Sejarah mengenai
Kesultanan Palembang dapat dimulai pada pertengahan abad ke-15 pada masa
hidupnya seorang tokoh bernama Ario Dillah atau Ario Damar. Beliau adalah
seorang putera dari raja Majapahit yang terakhir, yang mewakili kerajaan
Majapahit bergelar Adipati Ario Damar yang berkuasa antara tahun 1455-1486 di Palembang
Lamo, yang sekarang ini letaknya di kawasan 1 ilir. Pada saat kedatangan Ario
Damar ke Palembang, penduduk dan rakyat Palembang sudah banyak yang memeluk
agama Islam dan Adipati Ario Damar pun mungkin kemudian memeluk agama Islam,
konon namanya berubah menjadi Ario Abdillah atau Ario Dillah (Dalam bahasa Jawa
damar = dillah = lampu).
Picture By https://cagarbudaya.kemdikbud.go.id/ |
Ario Dillah mendapat
hadiah dari Raja Majapahit terakhir Prabu Kertabumi Brawijaya V salah seorang
isterinya keturunan Cina (kadang-kadang disebut juga Puteri Champa) yang telah
memeluk Islam dan dibuatkan istana untuk Puteri. Pada saat putri ini diboyong
ke Palembang ia sedang mengandung, kemudian lahir anaknya yang bernama Raden
Fatah. Menurut cerita tutur yang ada di Palembang, Raden Fatah ini lahir di
istana Ario Dillah di kawasan Palembang lama (1 ilir), tempat itu dahulu
dinamakan Candi ing Laras, yaitu sekarang terletak di antara PUSRI I dan
PUSRI II. Raden Fatah dipelihara dan dididik oleh Ario Dillah menurut agama
Islam dan menjadi seorang ulama Islam. Sementara itu hasil perkawinan Ario
Dillah dengan putri Cina tersebut, lahir Raden Kusen yaitu adik Raden Fatah
lain bapak.
Setelah kerajaan
Majapahit bubar karena desakan kerajaan-kerajaan Islam, Sunan Ngampel, sebagai
wakil Walisongo, mengangkat Raden Fatah menjadi penguasa seluruh Jawa,
menggantikan ayahnya. Pusat kerajaan Jawa dipindahkan ke Demak. Atas bantuan
dari daerah-daerah lainnya yang sudah lepas dari Majapahit seperti Jepara,
Tuban, Gresik, Raden Fatah mendirikan Kerajaan Islam dengan Demak sebagai pusatnya
(kira-kira tahun 1481). Raden Fatah memperoleh gelar Senapati Jimbun
Ngabdu’r-Rahman Panembahan Palembang Sayidin Panata’Gama.

Data yang Diberikan:
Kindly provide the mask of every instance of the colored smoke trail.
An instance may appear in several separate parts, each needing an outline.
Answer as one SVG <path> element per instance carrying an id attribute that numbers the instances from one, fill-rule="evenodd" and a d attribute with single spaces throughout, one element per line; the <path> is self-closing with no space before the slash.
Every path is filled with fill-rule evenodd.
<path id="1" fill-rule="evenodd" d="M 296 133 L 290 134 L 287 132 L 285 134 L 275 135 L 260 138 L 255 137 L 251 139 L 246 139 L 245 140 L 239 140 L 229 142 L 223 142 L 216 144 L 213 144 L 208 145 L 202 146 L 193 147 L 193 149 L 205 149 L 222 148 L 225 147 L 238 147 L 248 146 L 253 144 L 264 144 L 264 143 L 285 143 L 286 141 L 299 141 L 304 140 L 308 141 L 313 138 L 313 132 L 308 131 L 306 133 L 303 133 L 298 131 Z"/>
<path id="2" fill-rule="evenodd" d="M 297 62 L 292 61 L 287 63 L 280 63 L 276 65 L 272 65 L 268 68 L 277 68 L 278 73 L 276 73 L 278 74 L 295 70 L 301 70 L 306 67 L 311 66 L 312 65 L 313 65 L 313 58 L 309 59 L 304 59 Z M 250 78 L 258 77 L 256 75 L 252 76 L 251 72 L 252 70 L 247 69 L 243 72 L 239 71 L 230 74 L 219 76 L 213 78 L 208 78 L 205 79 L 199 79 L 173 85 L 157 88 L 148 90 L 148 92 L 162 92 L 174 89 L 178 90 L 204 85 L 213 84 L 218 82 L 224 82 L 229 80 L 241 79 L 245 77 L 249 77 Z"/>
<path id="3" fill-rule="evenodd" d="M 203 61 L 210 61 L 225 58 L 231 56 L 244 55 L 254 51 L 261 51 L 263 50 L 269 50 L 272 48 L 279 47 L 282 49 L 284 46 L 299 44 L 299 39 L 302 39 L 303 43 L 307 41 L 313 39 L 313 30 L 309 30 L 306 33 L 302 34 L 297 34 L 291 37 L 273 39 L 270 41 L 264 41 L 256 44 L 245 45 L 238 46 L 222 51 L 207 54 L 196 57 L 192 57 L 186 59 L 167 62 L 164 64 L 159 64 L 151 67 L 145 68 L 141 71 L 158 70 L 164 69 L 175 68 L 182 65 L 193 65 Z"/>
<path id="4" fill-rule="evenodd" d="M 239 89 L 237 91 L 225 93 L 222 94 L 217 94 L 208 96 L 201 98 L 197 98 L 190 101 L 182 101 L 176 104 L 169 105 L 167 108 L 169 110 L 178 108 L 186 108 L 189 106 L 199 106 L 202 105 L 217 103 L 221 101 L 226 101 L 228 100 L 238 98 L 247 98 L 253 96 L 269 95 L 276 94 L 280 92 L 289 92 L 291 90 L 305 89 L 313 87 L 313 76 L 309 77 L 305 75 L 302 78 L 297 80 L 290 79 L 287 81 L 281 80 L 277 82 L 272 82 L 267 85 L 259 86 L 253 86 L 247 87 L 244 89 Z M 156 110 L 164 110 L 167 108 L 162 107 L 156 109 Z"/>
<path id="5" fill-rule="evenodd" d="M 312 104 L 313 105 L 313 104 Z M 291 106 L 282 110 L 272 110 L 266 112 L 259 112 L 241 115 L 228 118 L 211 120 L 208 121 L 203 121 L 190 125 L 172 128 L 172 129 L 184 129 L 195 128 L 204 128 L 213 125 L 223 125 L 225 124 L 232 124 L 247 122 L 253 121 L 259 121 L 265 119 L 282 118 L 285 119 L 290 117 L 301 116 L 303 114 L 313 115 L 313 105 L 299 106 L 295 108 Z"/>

Tugas:
[a] Alihbahasakan kalimat "Pusat kerajaan Jawa dipindahkan ke Demak." dari teks tentang Kesultanan Palembang ke bahasa Inggris.
[b] Sambung teks tentang Kesultanan Palembang mulai dari kalimat terakhirnya.
Baris-baris data tidak ada hubungannya dengan teks tentang Kesultanan Palembang.

Jawaban Tugas:
[a] The center of the Javanese kingdom was moved to Demak.

[b]
Hubungan Palembang
dengan Demak
Raja Kerajaan Demak Raden
Fatah wafat tahun 1518 dan digantikan puteranya Pati-Unus atau Pangeran Sabrang
Lor yang wafat tahun 1521, kemudian digantikan saudara Pati-Unus yaitu Pangeran
Trenggono yang wafat pada tahun 1546 (makam-makam mereka ada di halaman Mesjid
Demak). Setelah Pangeran Trenggono wafat terjadi perebutan kekuasaan antara
saudaranya (Pangeran Seda ing Lepen) dan anaknya (Pangeran Prawata). Pangeran
Seda ing Lepen akhirnya dibunuh oleh Pangeran Prawata. Kemudian Pangeran
Prawata beserta keluarganya dibunuh pada tahun 1549 oleh anak Pangeran Seda ing
Lepen yang bernama Arya Penangsang atau Arya Jipang. Demikian juga menantu
Raden Trenggono yang bernama Pangeran Kalinyamat dari Jepara juga dibunuh. Arya
Penangsang sendiri dibunuh oleh Adiwijaya juga seorang menantu Pangeran
Trenggono atau terkenal dengan sebutan Jaka Tingkir yang menjabat
Adipati penguasa Pajang. Akhirnya Keraton Demak dipindah oleh Jaka Tingkir ke
Pajang dan habislah riwayat Kerajaan Demak. Kerajaan Demak hanya berumur 65
tahun yaitu dari tahun 1481 sampai 1546.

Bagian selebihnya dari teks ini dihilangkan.